◆ CHALLENGE ◆
Reproduce the lines below, requests included, starting at the line that has "of the jersey" and stopping after the line that has "[(205, 339)]". Scale every coordinate in the answers by 2.2 and round to whole numbers with halves going up, leaving the numbers in the requests and their format samples as they are.

** START OF INPUT FOR THIS TASK **

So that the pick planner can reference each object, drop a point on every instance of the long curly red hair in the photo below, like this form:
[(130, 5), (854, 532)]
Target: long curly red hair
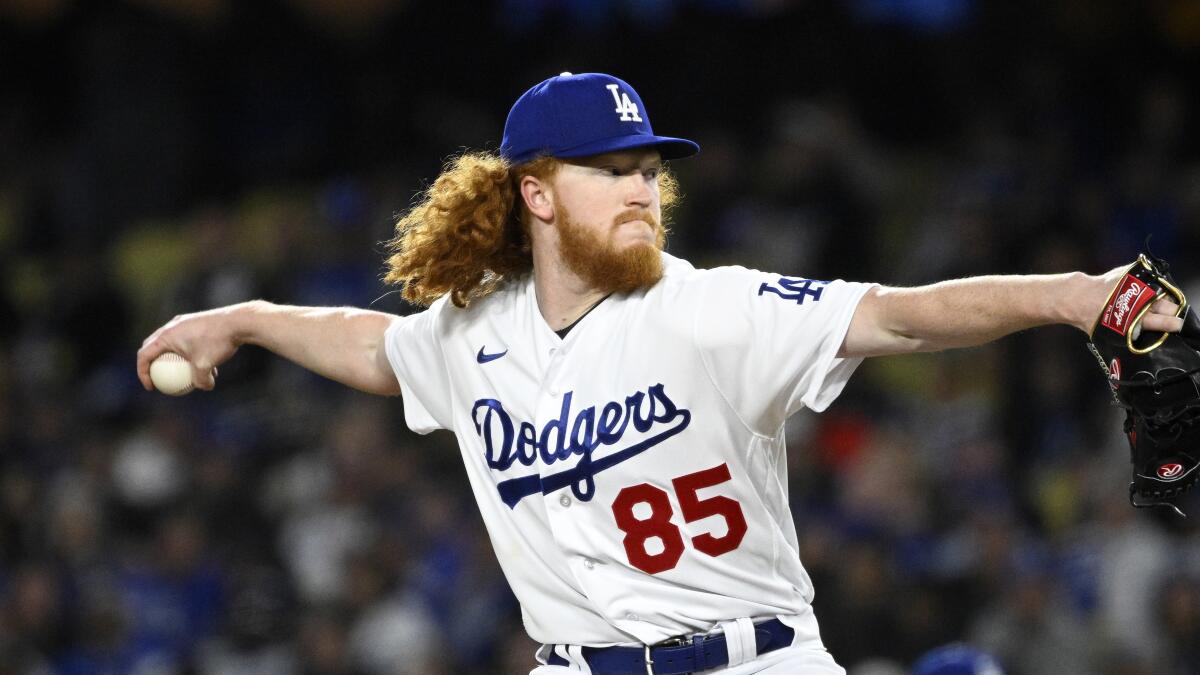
[(468, 231)]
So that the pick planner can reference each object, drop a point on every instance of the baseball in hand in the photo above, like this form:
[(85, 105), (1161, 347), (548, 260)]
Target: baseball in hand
[(172, 375)]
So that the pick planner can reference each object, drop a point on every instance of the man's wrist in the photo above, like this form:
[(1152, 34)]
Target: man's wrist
[(244, 318)]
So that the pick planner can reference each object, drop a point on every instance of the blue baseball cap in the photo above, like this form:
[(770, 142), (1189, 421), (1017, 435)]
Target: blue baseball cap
[(575, 115)]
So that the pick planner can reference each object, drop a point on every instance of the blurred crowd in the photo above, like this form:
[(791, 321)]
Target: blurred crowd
[(167, 156)]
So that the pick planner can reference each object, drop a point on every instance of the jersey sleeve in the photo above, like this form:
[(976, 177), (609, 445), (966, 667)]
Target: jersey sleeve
[(771, 342), (414, 351)]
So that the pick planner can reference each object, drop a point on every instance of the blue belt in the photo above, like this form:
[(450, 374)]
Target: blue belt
[(678, 656)]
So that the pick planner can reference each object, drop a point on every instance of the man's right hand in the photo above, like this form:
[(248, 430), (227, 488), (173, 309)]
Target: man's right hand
[(205, 339)]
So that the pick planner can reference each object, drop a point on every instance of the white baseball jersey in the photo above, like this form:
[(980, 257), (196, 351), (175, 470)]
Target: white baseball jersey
[(631, 475)]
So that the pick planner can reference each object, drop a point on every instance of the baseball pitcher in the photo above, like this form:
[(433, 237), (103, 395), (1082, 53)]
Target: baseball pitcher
[(619, 411)]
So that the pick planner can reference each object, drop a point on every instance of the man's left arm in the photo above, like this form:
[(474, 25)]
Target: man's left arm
[(971, 311)]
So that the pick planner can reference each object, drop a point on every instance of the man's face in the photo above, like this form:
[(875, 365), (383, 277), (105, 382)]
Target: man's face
[(609, 215)]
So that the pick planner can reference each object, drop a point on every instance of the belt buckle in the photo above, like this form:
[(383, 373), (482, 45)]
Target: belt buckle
[(679, 641)]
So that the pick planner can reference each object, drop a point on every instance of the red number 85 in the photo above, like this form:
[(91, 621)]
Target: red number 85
[(639, 531)]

** END OF INPUT FOR THIS TASK **

◆ EXERCISE RESULT ◆
So that the pick planner can reference each object, drop a point on every instance of the jersey sleeve in the photo above, like this form:
[(976, 177), (609, 445), (966, 667)]
Target: jersey sleeve
[(1696, 752), (911, 772)]
So that the pick planner can reference each object, drop a point on every instance of the blue belt in the photo above, like this form:
[(450, 374)]
Target: blue belt
[(1492, 1443)]
So that the pick planner can reference each object, drop a point on every instance of the man's right hand in the photo above, like this form:
[(248, 430), (227, 488), (173, 309)]
Target: man's right hand
[(451, 746)]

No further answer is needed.